=== Texto fornecido ===
Segundo a filosofia grega, toda a atividade humana tende para uma finalidade (telos). A finalidade da atividade de um pedreiro é fazer, entre outras coisas, uma parede bem feita; a finalidade da atividade de um professor é transmitir bem o conhecimento aos alunos, etc.
Verificamos que nem todos os fins são idênticos e que dependem, eles mesmos, da atividade que lhes esteja subjacente para serem alcançados. Nem mesmo as atividades são iguais. Aristóteles faz uma distinção entre a práxis, que é uma ação imanente que comporta a finalidade em si mesma, e a poiésis, que é a produção de uma obra externa ao sujeito (agente) que a realiza.
Tomando como exemplo: o fim da ação de esculpir uma estatueta não é a própria produção da estatueta, mas a própria estatueta. Porém, esta, comporta um fim para o qual a própria estatueta é um meio: venerar uma deidade, comemorar um feito, etc.
Deste modo, constatamos que alguns fins se subordinam a outros, existindo, entre eles, e nas atividades que os produzem, uma hierarquia. Como tal, torna-se necessário determinar qual é o fim último do homem… em relação ao qual estarão subordinados todos os outros fins. Torna-se, igualmente necessário, procurar aquele fim que não seja um meio para mais nenhum fim.
Terá que haver um fim último, em si mesmo, e que seja o fundamento de todos os demais. Caso isto não se suceda, e os fins forem sempre meios para outros fins, e assim “ad eterna”, estaríamos no paradoxo de que os fins são fins de coisa alguma, o que nos tornaria absurdos e desnecessários. Mas, de facto, há fins, portanto deve haver um que seja o completo fim em si mesmo, e não um meio para qualquer outro.

=== Material armazenado ===
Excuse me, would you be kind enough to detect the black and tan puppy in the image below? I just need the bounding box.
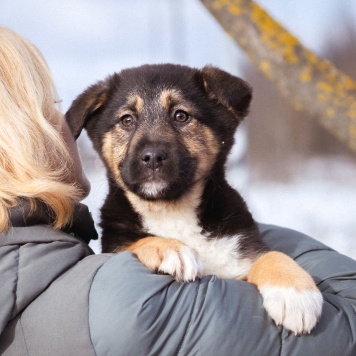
[66,64,322,333]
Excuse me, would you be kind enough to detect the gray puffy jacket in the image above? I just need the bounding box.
[0,204,356,356]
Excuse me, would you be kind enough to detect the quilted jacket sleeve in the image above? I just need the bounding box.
[89,225,356,356]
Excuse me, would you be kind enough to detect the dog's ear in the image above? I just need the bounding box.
[201,66,252,121]
[65,80,109,139]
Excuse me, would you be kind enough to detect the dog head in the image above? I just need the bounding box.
[66,64,252,200]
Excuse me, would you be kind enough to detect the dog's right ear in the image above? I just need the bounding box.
[65,80,109,139]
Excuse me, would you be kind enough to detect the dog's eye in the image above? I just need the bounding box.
[120,115,135,127]
[174,110,189,122]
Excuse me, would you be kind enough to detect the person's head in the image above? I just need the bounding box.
[0,26,90,231]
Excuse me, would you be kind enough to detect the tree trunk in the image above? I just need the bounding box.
[201,0,356,152]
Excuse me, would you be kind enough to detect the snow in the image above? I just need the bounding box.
[84,157,356,259]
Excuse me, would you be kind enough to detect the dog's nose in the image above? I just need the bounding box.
[141,147,168,171]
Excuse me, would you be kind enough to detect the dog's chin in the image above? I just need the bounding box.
[139,181,168,200]
[129,180,181,201]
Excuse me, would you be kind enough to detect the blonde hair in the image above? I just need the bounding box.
[0,26,80,231]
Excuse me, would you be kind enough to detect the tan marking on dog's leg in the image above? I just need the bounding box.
[125,236,202,282]
[247,251,323,334]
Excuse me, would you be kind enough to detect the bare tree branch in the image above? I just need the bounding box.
[201,0,356,152]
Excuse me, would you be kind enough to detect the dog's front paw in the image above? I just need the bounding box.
[260,285,323,335]
[127,237,203,282]
[247,251,323,335]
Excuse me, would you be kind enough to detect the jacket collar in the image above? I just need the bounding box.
[9,199,98,243]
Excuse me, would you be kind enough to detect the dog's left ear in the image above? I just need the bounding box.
[201,66,252,121]
[65,80,109,139]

=== Instruções do exercício ===
**1)** Copie do texto sobre a finalidade da atividade humana o trecho que começa em "Segundo a filosofia" e segue até "aos alunos, etc.".
**2)** Dê seguimento ao texto sobre a finalidade da atividade humana, começando logo após a última frase apresentada.

=== Respostas ===
**1)**
Segundo a filosofia grega, toda a atividade humana tende para uma finalidade (telos). A finalidade da atividade de um pedreiro é fazer, entre outras coisas, uma parede bem feita; a finalidade da atividade de um professor é transmitir bem o conhecimento aos alunos, etc.

**2)**
É a felicidade (eudaimónia), o último fim… o último bem. Porquanto se disse que a ética aristotélica é uma ética eudemonista, pois considera que o fim (bem) último que os homens perseguem é a própria felicidade. Estamos, porém, com outro problema: definir o que é isto de felicidade, bem como o que é que a procura.
Para uns, alcançamos a felicidade através das riquezas materiais; para outros com louvores e fama; e muitos, até, através do prazer. Aristóteles diz-nos, que estes não são mais do que bens externos, que não são perseguidos por si mesmos, mas meios para alcançar a felicidade. É esta a única que se basta a si mesma para ser ela própria: é autárquica e perfeita. O demais bens, os externos, que se procuram, podem nos acercar da felicidade, porém, a sua posse não é condição essencial, nem tampouco implica que sejamos felizes.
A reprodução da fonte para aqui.